***** Vorliegender Textauszug

Lipperlandstern schrieb:


> Ich hab es auch noch nicht hinbekommen obwohl ich einmal testweise die IE-Sicherheit ganz runtergefahren habe. Sehr seltsam.......


Um welche Version vom IE handelt es sich denn?
Temporäre Dateien (Cache) schonmal gelöscht?


----------



## rostiger Nagel

Nordischerjung schrieb:


> Um welche Version vom IE handelt es sich denn?
> Temporäre Dateien (Cache) schonmal gelöscht?


 
das kann es bei mir nicht sein, das sytem ist so neu, praktisch noch
garnicht entjungfert.


----------



## Ralle

Also IE6 kann ich das sehen, wenn eingeloggt bin.
Wenn ich mich auslogge, dann sehe ich nur den Namen der Grafik.

**********
***** Gegebene Daten

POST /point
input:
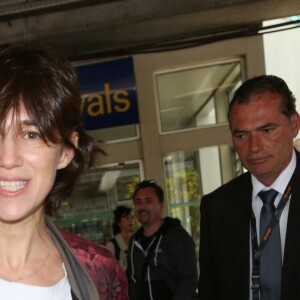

**********

§ **Anforderungen**
A - Beantworten Sie anhand des Textauszugs folgende Fragen:
(i) Was hat Lipperlandstern einmal testweise ganz heruntergefahren?
(ii) Welche Dateien sollten laut Nordischerjung schon einmal gelöscht worden sein?
(iii) Was sieht Ralle, wenn er sich ausloggt?
B - Geben Sie den Abschnitt des Textauszugs wieder, der mit den Worten „das kann es“ beginnt und mit „Namen der Grafik.“ endet. Ersetzen Sie darin „IE6“ durch „Internet Explorer 6“.

§ **Endgültige Antworten**
A -
(i) Die IE-Sicherheit.
(ii) Die temporären Dateien (Cache).
(iii) Nur den Namen der Grafik.

B -
das kann es bei mir nicht sein, das sytem ist so neu, praktisch noch
garnicht entjungfert.


----------



## Ralle

Also Internet Explorer 6 kann ich das sehen, wenn eingeloggt bin.
Wenn ich mich auslogge, dann sehe ich nur den Namen der Grafik.